What the task requires:
Down to the final line, write out the data below exactly.

Given data:

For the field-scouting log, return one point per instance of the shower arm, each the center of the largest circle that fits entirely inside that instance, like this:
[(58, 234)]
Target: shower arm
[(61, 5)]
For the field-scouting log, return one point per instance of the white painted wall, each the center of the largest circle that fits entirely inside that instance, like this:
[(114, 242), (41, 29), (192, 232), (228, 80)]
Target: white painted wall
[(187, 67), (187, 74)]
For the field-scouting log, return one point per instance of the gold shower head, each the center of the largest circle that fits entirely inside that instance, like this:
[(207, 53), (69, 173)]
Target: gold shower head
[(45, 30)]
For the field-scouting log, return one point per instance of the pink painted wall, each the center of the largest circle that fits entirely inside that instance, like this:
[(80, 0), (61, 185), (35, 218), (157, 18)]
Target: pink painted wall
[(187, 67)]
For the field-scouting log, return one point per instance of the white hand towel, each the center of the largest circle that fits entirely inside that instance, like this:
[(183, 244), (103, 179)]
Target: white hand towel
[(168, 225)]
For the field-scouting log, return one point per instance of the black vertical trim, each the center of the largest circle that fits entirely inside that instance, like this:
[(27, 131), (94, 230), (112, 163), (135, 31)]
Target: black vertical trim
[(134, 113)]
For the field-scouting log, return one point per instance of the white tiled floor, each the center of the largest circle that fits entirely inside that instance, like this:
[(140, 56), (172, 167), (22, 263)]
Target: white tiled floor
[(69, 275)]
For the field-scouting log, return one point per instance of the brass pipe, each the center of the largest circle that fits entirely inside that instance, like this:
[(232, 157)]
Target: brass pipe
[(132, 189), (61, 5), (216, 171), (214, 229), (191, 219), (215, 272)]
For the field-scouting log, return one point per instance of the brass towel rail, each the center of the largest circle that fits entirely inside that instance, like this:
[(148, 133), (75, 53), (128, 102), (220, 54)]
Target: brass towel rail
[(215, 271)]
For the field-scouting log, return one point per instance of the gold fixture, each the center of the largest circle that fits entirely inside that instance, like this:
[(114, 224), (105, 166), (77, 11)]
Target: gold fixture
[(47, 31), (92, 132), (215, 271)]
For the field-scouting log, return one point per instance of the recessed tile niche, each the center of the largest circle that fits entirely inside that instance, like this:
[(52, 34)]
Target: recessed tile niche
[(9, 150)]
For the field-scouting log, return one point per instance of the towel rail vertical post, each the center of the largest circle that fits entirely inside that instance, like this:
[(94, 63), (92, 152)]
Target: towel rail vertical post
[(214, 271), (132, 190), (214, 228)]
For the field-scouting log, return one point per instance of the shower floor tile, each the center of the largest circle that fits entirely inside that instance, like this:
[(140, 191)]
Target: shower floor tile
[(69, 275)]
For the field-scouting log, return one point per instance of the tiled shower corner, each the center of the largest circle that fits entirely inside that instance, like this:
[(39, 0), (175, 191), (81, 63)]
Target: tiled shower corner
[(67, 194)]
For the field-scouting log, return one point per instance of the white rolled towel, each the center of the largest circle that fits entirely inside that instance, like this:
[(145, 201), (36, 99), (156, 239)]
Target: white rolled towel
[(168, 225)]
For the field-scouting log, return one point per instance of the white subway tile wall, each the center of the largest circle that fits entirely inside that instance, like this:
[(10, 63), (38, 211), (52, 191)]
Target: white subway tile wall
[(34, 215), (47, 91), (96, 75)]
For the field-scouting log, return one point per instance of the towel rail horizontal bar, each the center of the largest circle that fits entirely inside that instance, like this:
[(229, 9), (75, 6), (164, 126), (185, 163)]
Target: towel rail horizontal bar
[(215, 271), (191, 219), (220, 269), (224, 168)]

Task result:
For the field-scouting log, return one point per instance of the shower arm, each the center of the largest circle that fits entirely inside that instance, like this:
[(58, 234)]
Target: shower arm
[(61, 5)]
For the field-scouting log, return one point per instance of the white painted wall, each the center of the largest circle that fits entirely inside that instance, like this:
[(114, 242), (41, 29), (192, 232), (228, 80)]
Target: white painted wall
[(187, 67), (187, 74)]
For the field-scouting log, return one point per instance of the gold shower head, each the center of the largest circle that fits entirely inside that instance, like this:
[(207, 53), (69, 173)]
Target: gold shower head
[(45, 30)]
For the field-scouting log, return one point per instance of the pink painted wall, each the center of the largest circle that fits entirely inside that instance, like this:
[(80, 0), (61, 185), (35, 218), (157, 18)]
Target: pink painted wall
[(187, 67)]
For the field-scouting log, return one point per instance of the white hand towel, each the center of the largest circle that fits entirely inside that instance, like this:
[(183, 244), (103, 179)]
Target: white hand towel
[(168, 225)]
For the field-scouting log, return one point per instance of the black vertical trim, each the center of the largest circle that fits entirely inside that instance, like this:
[(27, 131), (94, 230), (112, 163), (135, 31)]
Target: black vertical trim
[(134, 113)]
For the field-scouting log, return one point per instance of the white tiled floor, each the center of the largest circle that fits entirely inside that instance, like this:
[(140, 56), (172, 167), (22, 263)]
Target: white tiled floor
[(69, 275)]
For the field-scouting log, return one point per instance of the brass pipe, each the center of the largest circle that fits entirely inside that instance, like this:
[(232, 157)]
Target: brass pipe
[(132, 189), (61, 5), (216, 171), (214, 229), (191, 219), (215, 272)]
For the field-scouting log, return one point per instance of the brass towel rail, each the center of the largest circle that fits entirely inside that instance, like this:
[(148, 133), (75, 53), (128, 102), (220, 54)]
Target: brass towel rail
[(215, 271)]
For the field-scouting log, return one point per instance of the gold fixture, each the center of the largest circle that fits entirely inside that instance, like this:
[(114, 224), (105, 166), (77, 11)]
Target: gold fixture
[(47, 31), (92, 132), (215, 271)]
For the field-scouting log, return one point per instance of the recessed tile niche, each the center of the largest circle that fits entirely inside that instance, like this:
[(52, 34)]
Target: recessed tile niche
[(9, 150)]
For the field-scouting log, return one point per instance of the towel rail vertical post, each the center of the largest circle that fits entirely inside that instance, like this:
[(94, 63), (92, 152)]
Target: towel rail vertical post
[(214, 271), (132, 190), (214, 228)]
For the field-scouting log, return one point per instance of the shower floor tile, each the center of the largest circle that fits entirely inside that instance, like this:
[(140, 191)]
Target: shower floor tile
[(69, 275)]
For the field-scouting log, return one point per instance of the tiled shower corner, each the center of the largest circle that fits entirely inside that instance, like this:
[(39, 0), (175, 191), (81, 63)]
Target: tiled shower corner
[(67, 194)]
For the field-scouting log, return one point per instance of the white rolled towel, each the center of the largest circle that fits entirely inside that instance, like this:
[(145, 201), (36, 99), (156, 239)]
Target: white rolled towel
[(168, 225)]
For the field-scouting log, return one point per instance of the white subway tile wall, each the center of the largest circle that fits entirely inside that instance, like this:
[(10, 63), (38, 211), (52, 191)]
Target: white subway tile wall
[(34, 215), (47, 91), (96, 75)]
For the field-scouting log, return one point per instance of the towel rail horizontal bar, each the center of the largest circle that fits entirely inside that instance, like this:
[(229, 9), (75, 6), (164, 126), (185, 163)]
Target: towel rail horizontal bar
[(215, 271), (191, 219), (220, 269), (224, 168)]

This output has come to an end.